> **TASK INSTRUCTIONS**
Exact copies of all records below are needed.

[Stored data]
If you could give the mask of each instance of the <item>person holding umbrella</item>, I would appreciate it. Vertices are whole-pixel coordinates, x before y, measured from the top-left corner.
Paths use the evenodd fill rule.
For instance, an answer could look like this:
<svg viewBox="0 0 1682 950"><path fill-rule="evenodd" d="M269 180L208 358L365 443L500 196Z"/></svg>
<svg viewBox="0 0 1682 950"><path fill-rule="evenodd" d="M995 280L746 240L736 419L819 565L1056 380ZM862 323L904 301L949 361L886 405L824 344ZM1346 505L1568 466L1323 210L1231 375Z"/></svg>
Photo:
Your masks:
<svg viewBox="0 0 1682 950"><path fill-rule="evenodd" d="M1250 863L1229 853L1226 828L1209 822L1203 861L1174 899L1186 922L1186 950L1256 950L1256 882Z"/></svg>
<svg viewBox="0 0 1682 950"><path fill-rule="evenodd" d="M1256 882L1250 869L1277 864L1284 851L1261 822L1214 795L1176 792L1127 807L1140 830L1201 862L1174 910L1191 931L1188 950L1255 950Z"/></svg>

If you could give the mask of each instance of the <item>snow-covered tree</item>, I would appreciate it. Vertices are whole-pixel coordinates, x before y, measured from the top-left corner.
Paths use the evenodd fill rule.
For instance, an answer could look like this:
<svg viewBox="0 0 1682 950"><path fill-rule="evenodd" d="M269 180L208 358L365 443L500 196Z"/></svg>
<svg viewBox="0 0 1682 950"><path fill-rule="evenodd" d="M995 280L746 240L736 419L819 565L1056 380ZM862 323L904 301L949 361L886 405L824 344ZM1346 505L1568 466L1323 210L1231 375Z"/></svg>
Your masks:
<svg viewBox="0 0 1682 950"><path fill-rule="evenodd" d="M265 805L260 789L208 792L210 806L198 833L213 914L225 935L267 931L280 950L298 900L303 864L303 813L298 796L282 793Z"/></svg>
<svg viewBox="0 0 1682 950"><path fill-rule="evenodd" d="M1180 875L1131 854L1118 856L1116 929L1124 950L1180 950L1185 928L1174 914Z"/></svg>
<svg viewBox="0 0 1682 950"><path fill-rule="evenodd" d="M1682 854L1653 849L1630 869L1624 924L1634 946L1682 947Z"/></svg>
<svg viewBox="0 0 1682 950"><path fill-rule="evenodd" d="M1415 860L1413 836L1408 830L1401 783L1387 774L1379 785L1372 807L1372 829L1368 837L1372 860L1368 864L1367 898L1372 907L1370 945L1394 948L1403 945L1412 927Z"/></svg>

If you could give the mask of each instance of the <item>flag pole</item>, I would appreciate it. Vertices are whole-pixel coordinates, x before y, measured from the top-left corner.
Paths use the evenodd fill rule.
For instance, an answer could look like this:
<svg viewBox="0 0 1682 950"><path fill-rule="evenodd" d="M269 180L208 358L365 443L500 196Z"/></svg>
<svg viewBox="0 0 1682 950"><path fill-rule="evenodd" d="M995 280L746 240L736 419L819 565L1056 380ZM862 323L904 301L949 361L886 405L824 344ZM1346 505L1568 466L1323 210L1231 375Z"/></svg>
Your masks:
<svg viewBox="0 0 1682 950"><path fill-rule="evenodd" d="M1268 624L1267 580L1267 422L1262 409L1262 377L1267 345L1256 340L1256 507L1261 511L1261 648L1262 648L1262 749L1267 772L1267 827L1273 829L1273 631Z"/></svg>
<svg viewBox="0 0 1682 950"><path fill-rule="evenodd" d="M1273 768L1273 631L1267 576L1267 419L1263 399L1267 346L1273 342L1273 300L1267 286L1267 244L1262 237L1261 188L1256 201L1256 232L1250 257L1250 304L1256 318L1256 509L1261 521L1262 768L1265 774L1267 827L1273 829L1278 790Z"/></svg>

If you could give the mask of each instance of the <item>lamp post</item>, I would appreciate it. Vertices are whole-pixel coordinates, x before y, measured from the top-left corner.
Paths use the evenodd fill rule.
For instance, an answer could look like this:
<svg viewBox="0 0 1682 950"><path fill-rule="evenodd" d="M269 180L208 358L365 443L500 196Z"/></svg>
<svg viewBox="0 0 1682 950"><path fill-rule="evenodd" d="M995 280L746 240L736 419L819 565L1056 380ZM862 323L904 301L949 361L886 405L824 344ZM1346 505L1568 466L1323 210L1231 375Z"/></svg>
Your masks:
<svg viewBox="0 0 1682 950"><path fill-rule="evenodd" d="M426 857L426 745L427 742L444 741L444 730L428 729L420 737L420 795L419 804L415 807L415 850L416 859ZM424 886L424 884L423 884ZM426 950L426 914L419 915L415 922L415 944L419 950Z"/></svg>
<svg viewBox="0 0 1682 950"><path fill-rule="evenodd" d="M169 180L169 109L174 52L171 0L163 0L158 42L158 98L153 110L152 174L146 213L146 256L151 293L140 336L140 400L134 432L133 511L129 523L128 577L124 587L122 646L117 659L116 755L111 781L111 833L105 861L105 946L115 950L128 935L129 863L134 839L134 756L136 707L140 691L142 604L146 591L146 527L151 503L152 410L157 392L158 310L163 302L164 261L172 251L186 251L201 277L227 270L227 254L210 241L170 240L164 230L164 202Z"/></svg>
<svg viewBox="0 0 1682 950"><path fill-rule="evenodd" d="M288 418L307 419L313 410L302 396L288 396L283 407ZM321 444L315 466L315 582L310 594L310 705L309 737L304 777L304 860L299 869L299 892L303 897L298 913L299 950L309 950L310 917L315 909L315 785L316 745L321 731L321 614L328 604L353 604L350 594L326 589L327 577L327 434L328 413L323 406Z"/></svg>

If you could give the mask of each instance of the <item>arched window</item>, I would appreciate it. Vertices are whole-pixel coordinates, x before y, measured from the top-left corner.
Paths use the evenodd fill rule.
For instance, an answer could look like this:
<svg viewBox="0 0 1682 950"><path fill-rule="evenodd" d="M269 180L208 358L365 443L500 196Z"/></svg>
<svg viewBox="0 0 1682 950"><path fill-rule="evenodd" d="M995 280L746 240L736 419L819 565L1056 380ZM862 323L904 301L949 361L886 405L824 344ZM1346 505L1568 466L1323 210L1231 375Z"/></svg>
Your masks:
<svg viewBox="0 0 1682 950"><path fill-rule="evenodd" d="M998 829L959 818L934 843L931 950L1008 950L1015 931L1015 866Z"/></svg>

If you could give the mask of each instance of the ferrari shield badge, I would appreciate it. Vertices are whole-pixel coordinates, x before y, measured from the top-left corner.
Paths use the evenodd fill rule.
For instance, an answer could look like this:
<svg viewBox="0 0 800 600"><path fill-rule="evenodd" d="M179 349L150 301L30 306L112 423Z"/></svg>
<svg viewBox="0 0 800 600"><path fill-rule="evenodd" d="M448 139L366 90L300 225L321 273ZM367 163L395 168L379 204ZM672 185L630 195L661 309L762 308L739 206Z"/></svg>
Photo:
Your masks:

> **RESPONSE TO THIS EXERCISE**
If you could give the mask of each instance of the <item>person holding umbrella</item>, I would appreciate it. Vertices are whole-pixel coordinates, x before y, measured from the top-left corner.
Paths use the evenodd fill rule.
For instance, an answer could look like this:
<svg viewBox="0 0 1682 950"><path fill-rule="evenodd" d="M269 180L208 358L365 443L500 196Z"/></svg>
<svg viewBox="0 0 1682 950"><path fill-rule="evenodd" d="M995 280L746 240L736 419L819 565L1056 380ZM862 323L904 301L949 361L886 405L824 344ZM1346 505L1568 466L1323 210L1231 375Z"/></svg>
Photo:
Your masks:
<svg viewBox="0 0 1682 950"><path fill-rule="evenodd" d="M1250 863L1229 853L1226 828L1209 822L1203 861L1174 899L1186 922L1186 950L1256 950L1256 882Z"/></svg>
<svg viewBox="0 0 1682 950"><path fill-rule="evenodd" d="M1256 882L1250 869L1277 864L1284 851L1261 822L1214 795L1176 792L1127 807L1140 830L1201 862L1174 910L1191 931L1188 950L1255 950Z"/></svg>

If you could give the mask of each instance of the <item>snow-covered tree</item>, I would appreciate it. Vertices are whole-pixel coordinates, x before y, measured from the top-left corner.
Paths use the evenodd fill rule.
For instance, an answer could look like this:
<svg viewBox="0 0 1682 950"><path fill-rule="evenodd" d="M269 180L208 358L365 443L500 196Z"/></svg>
<svg viewBox="0 0 1682 950"><path fill-rule="evenodd" d="M995 280L746 240L736 419L819 565L1056 380ZM862 323L904 301L949 361L886 405L824 344ZM1346 505L1568 466L1323 210L1231 375Z"/></svg>
Your masks:
<svg viewBox="0 0 1682 950"><path fill-rule="evenodd" d="M265 805L260 789L208 792L210 806L198 833L213 914L225 935L267 931L280 950L298 900L303 864L303 813L298 796L282 793Z"/></svg>
<svg viewBox="0 0 1682 950"><path fill-rule="evenodd" d="M1180 875L1131 854L1118 856L1116 929L1124 950L1180 950L1185 928L1174 914Z"/></svg>
<svg viewBox="0 0 1682 950"><path fill-rule="evenodd" d="M1682 854L1653 849L1630 869L1624 924L1634 946L1682 947Z"/></svg>
<svg viewBox="0 0 1682 950"><path fill-rule="evenodd" d="M1415 860L1413 836L1408 830L1401 783L1387 774L1379 785L1372 807L1372 829L1368 837L1372 860L1368 864L1367 898L1372 907L1370 945L1394 948L1403 945L1412 927Z"/></svg>

If you could give the mask of each instance of the <item>flag pole</item>, I would appreciate it. Vertices are whole-pixel coordinates, x before y, measured from the top-left corner.
Paths use the evenodd fill rule.
For instance, an answer could look like this:
<svg viewBox="0 0 1682 950"><path fill-rule="evenodd" d="M269 180L208 358L365 443L500 196Z"/></svg>
<svg viewBox="0 0 1682 950"><path fill-rule="evenodd" d="M995 280L746 240L736 419L819 565L1056 380ZM862 323L904 301L949 361L886 405L824 344ZM1346 505L1568 466L1323 210L1231 375Z"/></svg>
Your masks:
<svg viewBox="0 0 1682 950"><path fill-rule="evenodd" d="M1268 624L1267 580L1267 422L1262 409L1262 377L1267 345L1256 340L1256 507L1261 511L1261 648L1262 648L1262 749L1267 772L1267 827L1273 829L1273 631Z"/></svg>
<svg viewBox="0 0 1682 950"><path fill-rule="evenodd" d="M1273 768L1273 631L1267 576L1267 419L1263 399L1267 346L1273 342L1273 300L1267 286L1267 244L1262 237L1261 188L1256 201L1256 232L1250 257L1250 304L1256 318L1256 509L1261 521L1262 768L1265 774L1267 827L1273 829L1278 790Z"/></svg>

If you could give the mask of each instance of the <item>lamp post</item>, I would appreciate it. Vertices are whole-pixel coordinates, x before y, measured from the top-left corner.
Paths use the evenodd fill rule.
For instance, an answer could look like this:
<svg viewBox="0 0 1682 950"><path fill-rule="evenodd" d="M269 180L208 358L365 443L500 196Z"/></svg>
<svg viewBox="0 0 1682 950"><path fill-rule="evenodd" d="M995 280L746 240L736 419L819 565L1056 380ZM862 323L904 301L949 361L886 405L824 344ZM1346 505L1568 466L1323 210L1231 375Z"/></svg>
Your masks:
<svg viewBox="0 0 1682 950"><path fill-rule="evenodd" d="M426 857L426 745L427 742L444 741L444 730L428 729L420 737L420 795L419 804L415 807L415 850L416 859ZM424 886L424 884L423 884ZM426 950L426 914L419 915L415 922L415 944L419 950Z"/></svg>
<svg viewBox="0 0 1682 950"><path fill-rule="evenodd" d="M169 180L169 109L174 52L171 0L163 0L158 42L158 98L153 110L152 174L146 213L146 256L151 293L140 336L140 400L134 432L133 511L129 523L128 577L124 587L122 646L117 659L116 755L111 781L111 833L105 861L105 946L115 950L128 935L129 863L134 839L134 756L136 707L140 691L142 604L146 591L146 527L151 503L152 410L157 392L158 310L163 302L164 261L172 251L186 251L201 277L227 270L227 254L210 241L170 240L164 230L164 202Z"/></svg>
<svg viewBox="0 0 1682 950"><path fill-rule="evenodd" d="M288 418L307 419L313 410L302 396L288 396L283 407ZM321 444L315 466L315 582L310 594L310 705L309 737L304 777L304 860L299 869L299 892L303 897L298 913L299 950L309 950L310 917L315 909L315 785L316 745L321 731L321 614L328 604L353 604L350 594L326 589L327 577L327 434L328 413L323 406Z"/></svg>

If you could give the mask of each instance of the <item>arched window</item>, I would appreciate it. Vertices are whole-pixel coordinates, x before y, measured from the top-left corner.
Paths use the evenodd fill rule.
For instance, an answer could look like this:
<svg viewBox="0 0 1682 950"><path fill-rule="evenodd" d="M269 180L208 358L365 443L500 196Z"/></svg>
<svg viewBox="0 0 1682 950"><path fill-rule="evenodd" d="M995 280L746 240L736 419L819 565L1056 380ZM862 323L904 301L949 361L886 405L824 344ZM1346 505L1568 466L1323 210L1231 375Z"/></svg>
Your masks:
<svg viewBox="0 0 1682 950"><path fill-rule="evenodd" d="M998 829L959 818L934 843L931 950L1008 950L1015 931L1015 866Z"/></svg>

If you could give the mask of each instance of the ferrari shield badge, I would appreciate it. Vertices are whole-pixel coordinates, x before y, measured from the top-left corner.
Paths use the evenodd fill rule.
For instance, an answer could look like this:
<svg viewBox="0 0 800 600"><path fill-rule="evenodd" d="M179 349L150 301L30 306L112 423Z"/></svg>
<svg viewBox="0 0 800 600"><path fill-rule="evenodd" d="M448 139L366 90L300 225L321 273ZM367 163L395 168L379 204ZM672 185L630 195L661 309L762 308L739 206Z"/></svg>
Photo:
Your masks:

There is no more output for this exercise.